▶ _Task brief_
Take each line in the entries below that holds "black" and show it.

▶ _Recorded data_
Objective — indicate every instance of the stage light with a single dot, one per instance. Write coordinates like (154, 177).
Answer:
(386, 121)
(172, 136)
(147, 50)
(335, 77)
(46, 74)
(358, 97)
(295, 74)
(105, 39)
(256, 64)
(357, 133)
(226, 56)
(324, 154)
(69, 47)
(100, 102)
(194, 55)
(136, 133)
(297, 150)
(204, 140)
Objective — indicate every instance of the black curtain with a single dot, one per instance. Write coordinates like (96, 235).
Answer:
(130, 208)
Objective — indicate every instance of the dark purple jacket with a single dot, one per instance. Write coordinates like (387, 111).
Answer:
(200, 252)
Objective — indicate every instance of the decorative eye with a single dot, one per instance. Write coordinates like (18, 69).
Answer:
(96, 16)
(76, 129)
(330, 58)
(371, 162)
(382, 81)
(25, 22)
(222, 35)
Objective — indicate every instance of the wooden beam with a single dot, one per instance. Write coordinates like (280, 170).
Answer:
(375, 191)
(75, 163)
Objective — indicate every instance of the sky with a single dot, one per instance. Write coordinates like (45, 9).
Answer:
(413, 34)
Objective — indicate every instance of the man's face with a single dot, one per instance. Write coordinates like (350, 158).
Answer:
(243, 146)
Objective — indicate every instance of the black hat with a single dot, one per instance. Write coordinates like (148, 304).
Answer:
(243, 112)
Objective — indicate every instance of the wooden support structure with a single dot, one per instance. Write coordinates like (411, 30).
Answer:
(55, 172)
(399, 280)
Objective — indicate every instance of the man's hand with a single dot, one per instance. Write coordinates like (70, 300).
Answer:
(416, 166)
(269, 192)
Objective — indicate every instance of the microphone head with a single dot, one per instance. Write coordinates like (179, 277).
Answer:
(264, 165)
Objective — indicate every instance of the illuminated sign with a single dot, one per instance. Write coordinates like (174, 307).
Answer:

▶ _Problem solution_
Objective — indicate every instance of the black curtain with a single dot, one per instance. Write coordinates like (96, 235).
Objective — indicate every instance of the black hat with a single dot, one per instance. Write coordinates like (148, 304).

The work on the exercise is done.